According to the staff page below, what kind of tips are placed in mechanical contact with the quartz tuning fork sensor in the multiprobe measurement system?

- **EXCERPT**
***
Staff member

Jordi Otero Díaz

Postdoctoral Researcher
Cellular and Respiratory Biomechanics
+34 934 031 184
Staff member publications

Botaya, L., Coromina, X., Samitier, J., Puig-Vidal, M., Otero, J., (2016). Visualized multiprobe electrical impedance measurements with STM tips using shear force feedback control Sensors 16, (6), 757

Here we devise a multiprobe electrical measurement system based on quartz tuning forks (QTFs) and metallic tips capable of having full 3D control over the position of the probes. The system is based on the use of bent tungsten tips that are placed in mechanical contact (glue-free solution) with a QTF sensor. Shear forces acting in the probe are measured to control the tip-sample distance in the Z direction. Moreover, the tilting of the tip allows the visualization of the experiment under the optical microscope, allowing the coordination of the probes in X and Y directions. Meanwhile, the metallic tips are connected to a current-voltage amplifier circuit to measure the currents and thus the impedance of the studied samples. We discuss here the different aspects that must be addressed when conducting these multiprobe experiments, such as the amplitude of oscillation, shear force distance control, and wire tilting. Different results obtained in the measurement of calibration samples and microparticles are presented. They demonstrate the feasibility of the system to measure the impedance of the samples with a full 3D control on the position of the nanotips.

Keywords: Impedance measurement, Multiprobe SPM, Quartz tuning forks, Scanning probe microscopy, Scanning tunneling microscope (STM) tip

González, L., Otero, J., Agusil, J. P., Samitier, J., Adan, J., Mitjans, F., Puig-Vidal, M., (2014). Micropattern of antibodies imaged by shear force microscopy: Comparison between classical and jumping modes Ultramicroscopy 136, 176-184

Quartz tuning fork devices are increasingly being used as nanosensors in Scanning Probe Microscopy. They offer some benefits with respect to standard microfabricated cantilevers in certain experimental setups including the study of biomolecules under physiological conditions. In this work, we compare three different working modes for imaging micropatterned antibodies with quartz tuning fork sensors: apart from the classical amplitude and frequency modulation strategies, for first time the jumping mode is implemented using tuning forks. Our results show that the molecules suffer less degradation when working in the jumping mode, due to the reduction of the interaction forces.
***
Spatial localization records
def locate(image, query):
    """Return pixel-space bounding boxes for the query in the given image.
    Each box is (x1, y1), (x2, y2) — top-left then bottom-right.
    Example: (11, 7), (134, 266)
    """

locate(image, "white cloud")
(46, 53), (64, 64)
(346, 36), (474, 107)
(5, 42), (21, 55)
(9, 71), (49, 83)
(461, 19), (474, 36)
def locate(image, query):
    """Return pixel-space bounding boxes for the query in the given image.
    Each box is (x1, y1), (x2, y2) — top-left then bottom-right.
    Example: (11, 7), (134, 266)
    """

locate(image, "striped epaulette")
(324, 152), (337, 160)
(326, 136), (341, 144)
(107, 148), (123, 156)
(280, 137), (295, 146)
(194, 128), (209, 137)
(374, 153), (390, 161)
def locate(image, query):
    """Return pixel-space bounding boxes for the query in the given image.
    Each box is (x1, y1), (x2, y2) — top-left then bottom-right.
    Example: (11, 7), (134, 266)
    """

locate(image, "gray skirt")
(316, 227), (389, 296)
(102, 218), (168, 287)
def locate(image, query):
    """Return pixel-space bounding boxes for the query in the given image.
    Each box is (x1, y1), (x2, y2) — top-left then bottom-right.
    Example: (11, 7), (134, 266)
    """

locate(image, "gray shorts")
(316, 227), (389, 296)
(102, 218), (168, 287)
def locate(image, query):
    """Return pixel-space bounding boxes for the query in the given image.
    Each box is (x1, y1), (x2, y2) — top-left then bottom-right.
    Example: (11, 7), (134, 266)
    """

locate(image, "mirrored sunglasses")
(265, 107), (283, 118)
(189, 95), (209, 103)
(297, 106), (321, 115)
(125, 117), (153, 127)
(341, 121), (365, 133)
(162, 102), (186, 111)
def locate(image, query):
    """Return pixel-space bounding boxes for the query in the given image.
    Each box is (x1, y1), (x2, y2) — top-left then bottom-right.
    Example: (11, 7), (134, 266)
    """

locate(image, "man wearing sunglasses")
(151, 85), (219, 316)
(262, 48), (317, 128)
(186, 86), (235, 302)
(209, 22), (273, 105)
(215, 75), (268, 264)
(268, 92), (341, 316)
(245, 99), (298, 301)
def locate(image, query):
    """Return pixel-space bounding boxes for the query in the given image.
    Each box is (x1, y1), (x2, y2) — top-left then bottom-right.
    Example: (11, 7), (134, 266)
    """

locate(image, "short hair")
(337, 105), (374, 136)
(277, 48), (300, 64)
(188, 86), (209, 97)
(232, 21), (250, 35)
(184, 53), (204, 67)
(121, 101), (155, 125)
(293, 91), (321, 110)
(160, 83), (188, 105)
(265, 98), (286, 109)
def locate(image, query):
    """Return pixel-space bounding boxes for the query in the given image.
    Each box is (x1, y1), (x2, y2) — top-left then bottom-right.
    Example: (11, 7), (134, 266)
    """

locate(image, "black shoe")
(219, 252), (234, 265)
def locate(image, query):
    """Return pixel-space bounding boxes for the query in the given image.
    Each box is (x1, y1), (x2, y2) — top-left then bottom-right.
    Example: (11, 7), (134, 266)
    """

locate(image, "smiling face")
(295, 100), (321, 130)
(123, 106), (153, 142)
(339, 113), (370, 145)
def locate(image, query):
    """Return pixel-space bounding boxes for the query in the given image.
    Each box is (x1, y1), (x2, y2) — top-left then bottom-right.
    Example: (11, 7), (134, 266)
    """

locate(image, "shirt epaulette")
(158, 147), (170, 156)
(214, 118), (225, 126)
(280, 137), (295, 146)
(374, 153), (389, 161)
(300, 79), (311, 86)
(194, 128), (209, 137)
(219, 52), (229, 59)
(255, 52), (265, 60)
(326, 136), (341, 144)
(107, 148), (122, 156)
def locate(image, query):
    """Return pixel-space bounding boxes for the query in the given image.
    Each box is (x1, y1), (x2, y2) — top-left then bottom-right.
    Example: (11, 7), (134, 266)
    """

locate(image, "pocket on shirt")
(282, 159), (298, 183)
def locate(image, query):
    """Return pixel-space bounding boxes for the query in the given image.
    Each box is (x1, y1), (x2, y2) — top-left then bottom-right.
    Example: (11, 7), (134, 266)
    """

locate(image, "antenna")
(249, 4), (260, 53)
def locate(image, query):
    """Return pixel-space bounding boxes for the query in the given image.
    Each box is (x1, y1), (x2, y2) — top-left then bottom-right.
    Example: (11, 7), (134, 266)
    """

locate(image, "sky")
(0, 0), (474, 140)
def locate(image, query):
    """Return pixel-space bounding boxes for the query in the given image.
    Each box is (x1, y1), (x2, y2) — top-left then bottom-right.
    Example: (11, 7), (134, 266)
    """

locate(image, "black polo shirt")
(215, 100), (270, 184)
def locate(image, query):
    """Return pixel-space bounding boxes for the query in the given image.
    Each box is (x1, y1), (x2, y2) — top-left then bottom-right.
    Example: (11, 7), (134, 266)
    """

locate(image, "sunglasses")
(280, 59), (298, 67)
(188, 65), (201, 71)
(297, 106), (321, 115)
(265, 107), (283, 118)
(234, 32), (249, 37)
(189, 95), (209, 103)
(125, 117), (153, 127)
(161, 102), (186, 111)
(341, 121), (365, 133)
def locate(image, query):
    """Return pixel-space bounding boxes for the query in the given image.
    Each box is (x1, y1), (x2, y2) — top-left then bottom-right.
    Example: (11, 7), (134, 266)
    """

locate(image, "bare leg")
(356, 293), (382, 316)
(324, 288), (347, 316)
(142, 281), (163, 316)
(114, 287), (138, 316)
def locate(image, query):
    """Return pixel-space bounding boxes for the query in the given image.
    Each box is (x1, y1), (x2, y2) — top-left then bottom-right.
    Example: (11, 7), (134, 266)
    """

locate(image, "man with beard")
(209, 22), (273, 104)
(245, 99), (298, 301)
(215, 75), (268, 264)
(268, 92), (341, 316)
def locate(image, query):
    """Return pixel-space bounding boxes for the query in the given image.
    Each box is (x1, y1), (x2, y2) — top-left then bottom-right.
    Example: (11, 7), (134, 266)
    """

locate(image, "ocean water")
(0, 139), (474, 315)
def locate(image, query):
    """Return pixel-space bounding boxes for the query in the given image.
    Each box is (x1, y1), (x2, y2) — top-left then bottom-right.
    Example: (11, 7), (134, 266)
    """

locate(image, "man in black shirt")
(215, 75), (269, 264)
***
- **FINISHED TASK**
Bent tungsten tips.